■ What you need to do:
**a)** In the Raj Bhavan text, who designed the building?
**b)** Please copy the part of the Raj Bhavan text starting with "After the transfer" and going on through "other states' governors.".

■ Text excerpt:

Raj Bhavan is the official residence of the governor of West Bengal, located in Kolkata, the capital of the Indian state of West Bengal. Built in 1803, it was known as Government House before Indian independence.

After the transfer of power from the East India Company to the British Crown in 1858, it became the official residence of the Viceroy of India, moving here from the Belvedere Estate. With the shifting of the British Indian capital from then Calcutta to Delhi in 1911, it became the official residence of Lieutenant Governor of Bengal. Since independence in 1947 it serves as the official residence of the Governor of West Bengal and came to be known as the Raj Bhavan, a name it shares with the official residences of other states' governors.

History

In the early nineteenth century Calcutta (Kolkata) was at the height of its golden age. Known as the City of Palaces or St. Petersburg of the East, Calcutta was the richest, largest and the most elegant colonial cities of India. It was during this time that one of Calcutta's finest colonial structures, Government House (later Raj Bhavan), was constructed.

Before 1799, the Governor-General resided in a rented house, called Buckingham House, located in the same location. The land belonged to Mohammad Reza Khan, a Nawab of Chitpur. It was in 1799 that the then Governor-General of India, The 1st Marquess Wellesley, took the initiative of building a palace, because he believed that India should be ruled from a palace and not from a country house.  Lord Wellesley wanted to make a statement to the imperial authority and power and so the building was done on a grand scale.

After four years' construction it was completed at a colossal cost of £63,291 (about £3.8 million in today's estimate). Wellesley was charged for misusing of East India Company’s fund and was finally recalled back to England in 1805. Although Wellesley lost his job, he does have the credit of giving Kolkata one of its finest colonial mansions.

In 1892, the Otis Elevator Company installed the first elevator in India at the Raj Bhavan.

Architecture

Designed by Capt. Charles Wyatt and on the lines of the Curzon’s family mansion of the Kedleston Hall of Derbyshire, the Raj Bhavan follows a Neoclassical style with distinct Baroque overtones. In a strange coincidence, a 100 years after its construction started, the most illustrious son of the Curzon family, George Nathaniel Curzon came to occupy the Raj Bhavan as the Viceroy of India. Lord Curzon described the Government House as “without doubt the finest Government House occupied by the representative of any Sovereign or Government in the world.”

■ Provided material:
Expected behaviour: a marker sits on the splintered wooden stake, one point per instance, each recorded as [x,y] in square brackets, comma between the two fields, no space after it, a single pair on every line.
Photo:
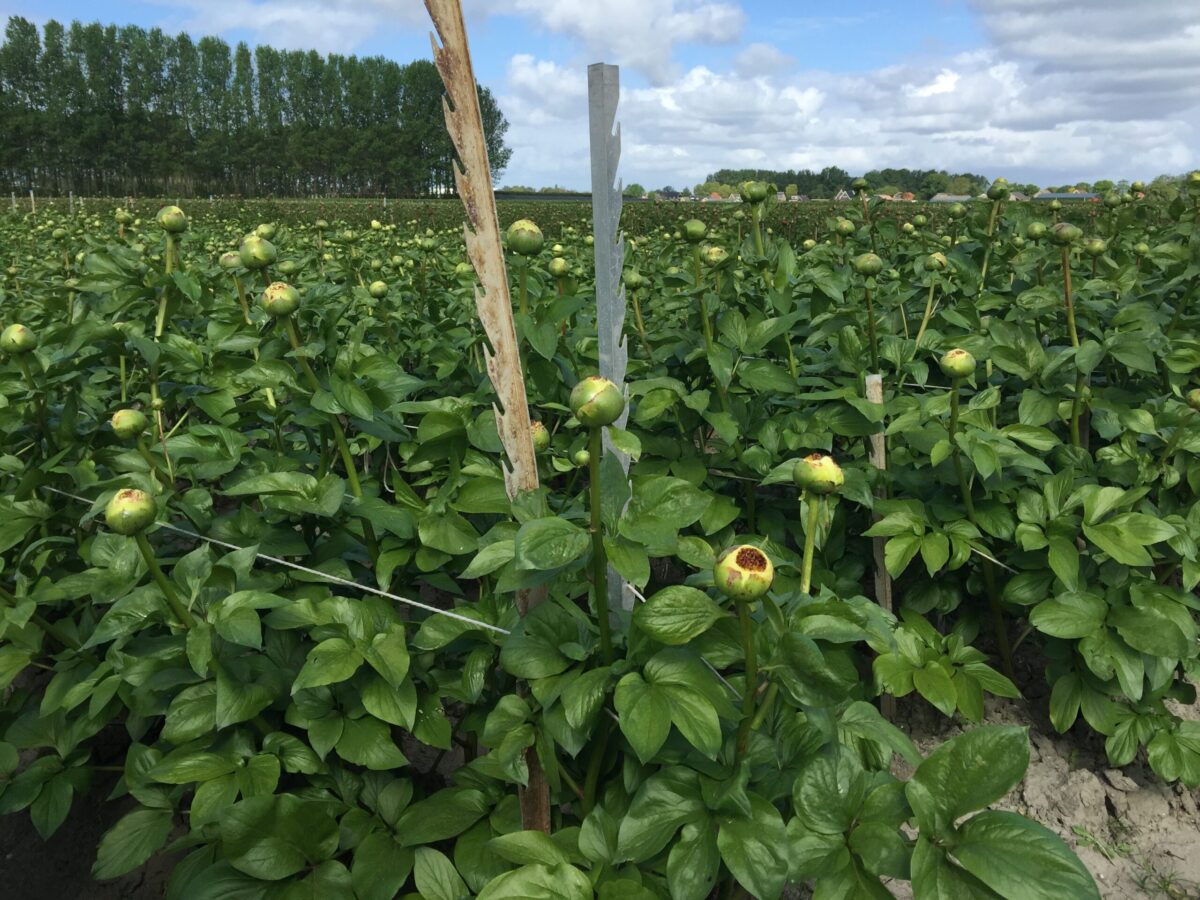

■ Results:
**a)** Capt. Charles Wyatt

**b)**
After the transfer of power from the East India Company to the British Crown in 1858, it became the official residence of the Viceroy of India, moving here from the Belvedere Estate. With the shifting of the British Indian capital from then Calcutta to Delhi in 1911, it became the official residence of Lieutenant Governor of Bengal. Since independence in 1947 it serves as the official residence of the Governor of West Bengal and came to be known as the Raj Bhavan, a name it shares with the official residences of other states' governors.